Collection entries
'''

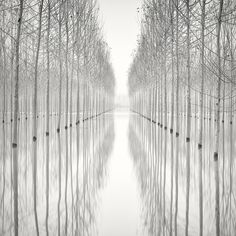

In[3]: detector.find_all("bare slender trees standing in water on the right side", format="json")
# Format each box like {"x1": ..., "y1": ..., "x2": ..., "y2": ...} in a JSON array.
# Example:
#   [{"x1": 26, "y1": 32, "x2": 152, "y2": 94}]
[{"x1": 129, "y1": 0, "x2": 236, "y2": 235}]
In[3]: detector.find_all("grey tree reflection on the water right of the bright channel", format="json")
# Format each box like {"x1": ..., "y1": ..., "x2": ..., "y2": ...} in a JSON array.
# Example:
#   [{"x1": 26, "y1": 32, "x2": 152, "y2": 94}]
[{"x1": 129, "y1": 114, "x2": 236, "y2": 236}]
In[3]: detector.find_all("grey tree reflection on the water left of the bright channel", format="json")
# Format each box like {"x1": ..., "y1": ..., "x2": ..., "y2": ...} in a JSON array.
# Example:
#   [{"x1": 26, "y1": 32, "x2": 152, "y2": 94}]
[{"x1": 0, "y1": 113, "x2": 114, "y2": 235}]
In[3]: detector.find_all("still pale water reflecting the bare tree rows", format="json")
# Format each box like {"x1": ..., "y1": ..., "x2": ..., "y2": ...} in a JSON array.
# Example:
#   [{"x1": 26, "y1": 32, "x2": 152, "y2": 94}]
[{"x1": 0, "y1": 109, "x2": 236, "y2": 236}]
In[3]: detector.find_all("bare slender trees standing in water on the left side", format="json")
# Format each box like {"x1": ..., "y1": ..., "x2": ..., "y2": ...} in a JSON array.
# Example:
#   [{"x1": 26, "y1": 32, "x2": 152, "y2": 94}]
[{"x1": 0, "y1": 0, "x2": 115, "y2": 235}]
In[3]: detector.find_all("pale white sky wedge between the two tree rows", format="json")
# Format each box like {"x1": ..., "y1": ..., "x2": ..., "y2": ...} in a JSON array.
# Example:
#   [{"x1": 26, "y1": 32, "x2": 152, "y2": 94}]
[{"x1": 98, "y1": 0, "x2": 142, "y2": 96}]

'''
'''

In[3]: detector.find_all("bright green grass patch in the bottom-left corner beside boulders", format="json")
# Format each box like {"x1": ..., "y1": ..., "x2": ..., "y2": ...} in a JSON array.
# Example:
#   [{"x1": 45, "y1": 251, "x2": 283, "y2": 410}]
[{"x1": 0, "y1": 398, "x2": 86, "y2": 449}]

'''
'''

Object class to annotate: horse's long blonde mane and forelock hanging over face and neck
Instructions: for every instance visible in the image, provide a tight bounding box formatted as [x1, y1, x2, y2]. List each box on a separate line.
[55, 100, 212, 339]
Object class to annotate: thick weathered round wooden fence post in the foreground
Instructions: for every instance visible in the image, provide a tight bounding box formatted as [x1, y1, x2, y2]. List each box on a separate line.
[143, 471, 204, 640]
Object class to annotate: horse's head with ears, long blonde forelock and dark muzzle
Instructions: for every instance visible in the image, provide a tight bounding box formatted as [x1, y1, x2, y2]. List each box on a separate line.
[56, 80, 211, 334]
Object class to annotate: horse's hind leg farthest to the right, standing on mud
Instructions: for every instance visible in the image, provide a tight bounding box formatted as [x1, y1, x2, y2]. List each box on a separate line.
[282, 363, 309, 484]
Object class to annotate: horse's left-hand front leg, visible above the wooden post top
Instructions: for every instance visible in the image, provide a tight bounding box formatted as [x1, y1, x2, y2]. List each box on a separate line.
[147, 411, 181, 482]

'''

TASK OBJECTIVE: Report each line in the entries where the string "wooden" occurs.

EXERCISE RESPONSE:
Object class to annotate: thick weathered round wooden fence post in the foreground
Object class to annotate: horse's left-hand front leg, visible above the wooden post top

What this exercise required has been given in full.